▶ _REQUIRED WORK_:
Pictures aside, repeat all the entries below exactly as they appear.

▶ _GIVEN RECORDS_:
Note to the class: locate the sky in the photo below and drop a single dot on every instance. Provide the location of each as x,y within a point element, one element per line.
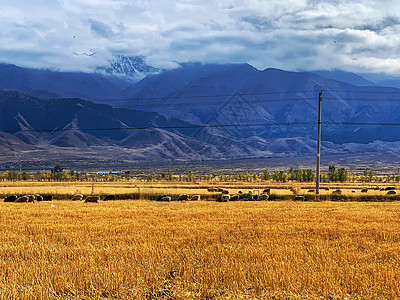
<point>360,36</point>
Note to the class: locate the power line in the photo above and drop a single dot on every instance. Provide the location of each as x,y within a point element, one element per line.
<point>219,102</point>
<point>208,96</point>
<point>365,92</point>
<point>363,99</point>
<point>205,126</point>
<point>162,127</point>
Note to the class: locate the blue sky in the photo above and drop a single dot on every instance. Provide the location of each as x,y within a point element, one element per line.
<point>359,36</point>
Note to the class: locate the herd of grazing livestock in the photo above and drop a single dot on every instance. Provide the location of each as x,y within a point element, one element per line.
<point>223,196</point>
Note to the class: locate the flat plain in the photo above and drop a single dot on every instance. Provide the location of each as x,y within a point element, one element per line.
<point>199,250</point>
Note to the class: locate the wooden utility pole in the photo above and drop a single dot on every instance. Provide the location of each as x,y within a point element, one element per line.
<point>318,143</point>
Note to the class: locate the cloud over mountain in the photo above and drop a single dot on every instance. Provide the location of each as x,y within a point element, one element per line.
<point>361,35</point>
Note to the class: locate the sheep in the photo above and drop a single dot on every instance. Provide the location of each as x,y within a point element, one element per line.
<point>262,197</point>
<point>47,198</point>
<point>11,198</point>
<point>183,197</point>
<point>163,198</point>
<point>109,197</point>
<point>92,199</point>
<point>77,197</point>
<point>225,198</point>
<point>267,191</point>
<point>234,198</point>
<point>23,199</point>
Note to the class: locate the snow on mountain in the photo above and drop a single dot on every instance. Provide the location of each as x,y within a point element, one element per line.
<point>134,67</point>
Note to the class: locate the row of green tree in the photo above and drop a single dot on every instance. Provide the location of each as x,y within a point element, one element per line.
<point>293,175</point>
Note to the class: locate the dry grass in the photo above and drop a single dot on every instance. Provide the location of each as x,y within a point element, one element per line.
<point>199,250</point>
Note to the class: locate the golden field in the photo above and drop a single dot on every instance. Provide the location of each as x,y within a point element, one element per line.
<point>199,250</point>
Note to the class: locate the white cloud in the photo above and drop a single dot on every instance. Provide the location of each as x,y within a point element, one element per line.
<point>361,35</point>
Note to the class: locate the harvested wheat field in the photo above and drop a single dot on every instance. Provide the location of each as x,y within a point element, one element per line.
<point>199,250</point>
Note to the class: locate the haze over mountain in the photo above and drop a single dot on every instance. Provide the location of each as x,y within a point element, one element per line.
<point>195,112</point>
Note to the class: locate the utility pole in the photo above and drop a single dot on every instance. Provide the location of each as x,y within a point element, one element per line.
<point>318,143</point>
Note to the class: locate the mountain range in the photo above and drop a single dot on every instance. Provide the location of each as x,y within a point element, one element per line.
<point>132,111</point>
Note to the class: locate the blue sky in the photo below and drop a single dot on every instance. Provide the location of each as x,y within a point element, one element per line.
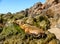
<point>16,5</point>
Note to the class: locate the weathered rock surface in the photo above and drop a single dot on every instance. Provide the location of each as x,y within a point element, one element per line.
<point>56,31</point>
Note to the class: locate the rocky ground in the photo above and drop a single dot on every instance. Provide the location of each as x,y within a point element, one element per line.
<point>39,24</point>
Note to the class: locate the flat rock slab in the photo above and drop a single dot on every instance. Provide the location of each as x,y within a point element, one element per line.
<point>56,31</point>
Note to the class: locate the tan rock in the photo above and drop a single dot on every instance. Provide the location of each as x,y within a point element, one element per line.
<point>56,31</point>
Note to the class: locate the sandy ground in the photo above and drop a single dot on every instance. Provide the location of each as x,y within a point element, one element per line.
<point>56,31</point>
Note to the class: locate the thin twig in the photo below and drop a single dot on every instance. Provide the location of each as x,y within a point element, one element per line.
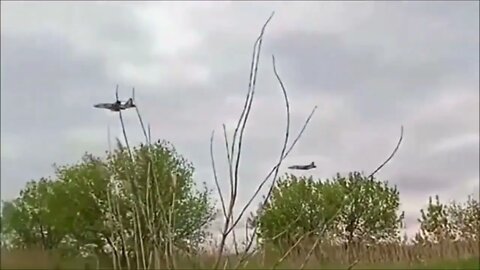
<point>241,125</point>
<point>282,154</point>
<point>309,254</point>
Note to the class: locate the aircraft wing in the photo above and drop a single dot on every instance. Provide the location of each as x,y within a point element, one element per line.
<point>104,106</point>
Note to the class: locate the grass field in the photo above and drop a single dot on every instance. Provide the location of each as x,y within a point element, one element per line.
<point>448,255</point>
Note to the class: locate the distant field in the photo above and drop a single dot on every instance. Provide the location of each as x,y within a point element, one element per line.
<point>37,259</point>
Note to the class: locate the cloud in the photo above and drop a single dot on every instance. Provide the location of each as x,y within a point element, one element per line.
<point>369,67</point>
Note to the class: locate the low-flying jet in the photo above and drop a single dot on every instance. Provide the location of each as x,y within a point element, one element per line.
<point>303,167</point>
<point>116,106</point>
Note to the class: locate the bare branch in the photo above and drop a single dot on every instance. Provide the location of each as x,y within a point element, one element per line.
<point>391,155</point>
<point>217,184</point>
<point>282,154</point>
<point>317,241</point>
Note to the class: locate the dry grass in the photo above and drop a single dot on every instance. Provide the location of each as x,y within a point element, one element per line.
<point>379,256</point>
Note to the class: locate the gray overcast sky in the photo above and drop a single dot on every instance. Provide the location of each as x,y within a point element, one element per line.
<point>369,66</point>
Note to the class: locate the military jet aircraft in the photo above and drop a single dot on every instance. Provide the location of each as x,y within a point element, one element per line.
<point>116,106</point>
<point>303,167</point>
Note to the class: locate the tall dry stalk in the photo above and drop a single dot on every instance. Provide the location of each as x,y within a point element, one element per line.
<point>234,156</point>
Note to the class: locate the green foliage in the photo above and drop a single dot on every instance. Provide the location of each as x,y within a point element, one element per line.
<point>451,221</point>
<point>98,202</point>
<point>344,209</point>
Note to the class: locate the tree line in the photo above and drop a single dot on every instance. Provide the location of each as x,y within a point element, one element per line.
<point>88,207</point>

▶ _SOLUTION BELOW_:
Note to the class: locate the sky in the photo below and drop a single dot on every instance. Provide the location of each as x,y within a point element, one element per line.
<point>360,36</point>
Note to the class: locate the power line in the photo above and drop a single dot on every instance. Provide the location of each as x,y within a point element, one element per line.
<point>219,102</point>
<point>208,96</point>
<point>365,92</point>
<point>363,99</point>
<point>205,126</point>
<point>162,127</point>
Note to the class: locate the blue sky in the photo above and drop a single dot on every instance. Provide the location of each as x,y within a point element, one element per line.
<point>359,36</point>
Note to the class: locate the herd of grazing livestock in the photo above and drop a single dot on every instance. Provide the location of each as x,y within a point element, one element per line.
<point>223,196</point>
Note to the class: locate the flat plain in the photo above and drop a single dot on every instance. Provide the location of each as x,y within a point element, one element per line.
<point>199,250</point>
Note to the class: locate the wooden utility pole in the photo above and drop a single dot on every instance. Provide the location of each as x,y within a point element, one element per line.
<point>318,143</point>
Note to the class: locate the cloud over mountain in the photo above and drop a single dot on every instance. Provide the location of each as x,y within a point element, one element per line.
<point>361,35</point>
Note to the class: locate the sheep in the photo above and drop a single dot on every instance. Provide the location of each as x,y within a point element, one element per line.
<point>262,197</point>
<point>47,198</point>
<point>11,198</point>
<point>183,197</point>
<point>163,198</point>
<point>109,197</point>
<point>92,199</point>
<point>77,197</point>
<point>225,198</point>
<point>267,191</point>
<point>234,198</point>
<point>23,199</point>
Note to the class: locate the snow on mountain in the photo above and drop a single dot on every instance. Provide the location of each as x,y within a point element, one element per line.
<point>134,67</point>
Note to the class: locate the row of green tree in the photo above and drop a single dot on every instance. Provide the location of each as x,y within a point element, one element per line.
<point>293,175</point>
Note to the class: locate the dry grass in the photo above and drop a single dot on every instance. Provide the location of each as x,y within a point element, one element per line.
<point>199,250</point>
Note to the class: locate the golden field in the photo above and drop a single dot on every instance. Provide the location of each as x,y within a point element, one element per line.
<point>199,250</point>
Note to the class: locate the white cloud in the photo above and drop a single dot on every instance. Provide the location of each as x,y within a point element, one element per line.
<point>361,35</point>
Note to the class: locate the harvested wheat field in the photo above and drop a single dot on every instance. Provide the location of each as x,y within a point element, one element per line.
<point>199,250</point>
Note to the class: locate the haze over mountain in the photo above and drop a single dot on every instance. Provide the location of each as x,y within a point element, one element per line.
<point>195,112</point>
Note to the class: locate the utility pole in the photo above and drop a single dot on every instance. Provide the location of each as x,y within a point element, one element per line.
<point>318,143</point>
Note to the class: locate the mountain range in the photo above and drop a single dot on every instance. Provide the location of each as x,y within a point element, one element per line.
<point>132,111</point>
Note to the class: locate the blue sky in the photo below and drop a single dot on every instance. Provide the location of each as x,y within a point element, one element per line.
<point>16,5</point>
Note to the class: locate the weathered rock surface in the photo above and drop a single dot on every instance. Provide the location of each as x,y within a point element, one element per line.
<point>56,31</point>
Note to the class: locate the rocky ground in the photo above and drop a single dot on every instance. Provide the location of each as x,y within a point element, one element per line.
<point>39,24</point>
Note to the class: locate the flat rock slab in the photo above and drop a single dot on every instance. Provide the location of each as x,y within a point element, one element per line.
<point>56,31</point>
Note to the class: locate the tan rock in the photo above and drop a single dot on every instance. Provide the location of each as x,y within a point element, one element per line.
<point>56,31</point>
Note to the class: locate the sandy ground in the photo above and drop a single dot on every instance. Provide the location of each as x,y within a point element, one element per line.
<point>56,31</point>
Note to the class: locate the thin twig in the photo below and drop a single dot on every instance. Provide the location of each as x,y within a point element, one element per line.
<point>241,125</point>
<point>282,154</point>
<point>309,254</point>
Note to the class: locate the aircraft wing in the photo above and drop a single dot on every instance. Provide the location of each as x,y within a point element, one element per line.
<point>104,106</point>
Note to the class: locate the grass field in the photo above and drop a single dot on every instance. Provide the location of each as x,y within a point element, one element per line.
<point>448,255</point>
Note to the class: locate the distant field in the photo above and drop a single dot on every instance. Provide the location of each as x,y within a point element, one element per line.
<point>37,259</point>
Note to the class: locate the cloud in the photo above and drop a single dot on every instance. Provide the location of each as x,y within a point element, one element per line.
<point>369,67</point>
Note to the class: locate the low-flying jet in the photo above and drop a single dot on every instance. Provide the location of each as x,y within a point element, one element per line.
<point>303,167</point>
<point>116,106</point>
Note to the class: locate the bare branch in the photo above and drop a single dot on every instance. Provide the location of each as x,y within a point element, one element per line.
<point>391,155</point>
<point>217,184</point>
<point>282,154</point>
<point>317,241</point>
Note to the class: locate the dry grass in the photo above and drop a single dot on every instance. Provide the location of each as x,y within a point element, one element per line.
<point>379,256</point>
Note to the class: locate the gray overcast sky in the photo above and drop a single dot on every instance. Provide the location of each as x,y within a point element, one element per line.
<point>369,66</point>
Note to the class: locate the military jet aircraft in the photo above and drop a single dot on every instance. Provide the location of each as x,y within a point element, one element per line.
<point>116,106</point>
<point>303,167</point>
Note to the class: locate the tall dry stalk in the photo above and drop a single dot on every instance. Provide the location of each as x,y within a point element, one element per line.
<point>234,156</point>
Note to the class: locate the green foliage in the photo above and drop a single dot on every instance. Provide the location of each as x,y within a point element, one element per line.
<point>451,221</point>
<point>98,202</point>
<point>344,209</point>
Note to the class: locate the tree line in the photo above and drop a single dot on every instance. Provide the location of each as x,y within a point element, one element per line.
<point>88,207</point>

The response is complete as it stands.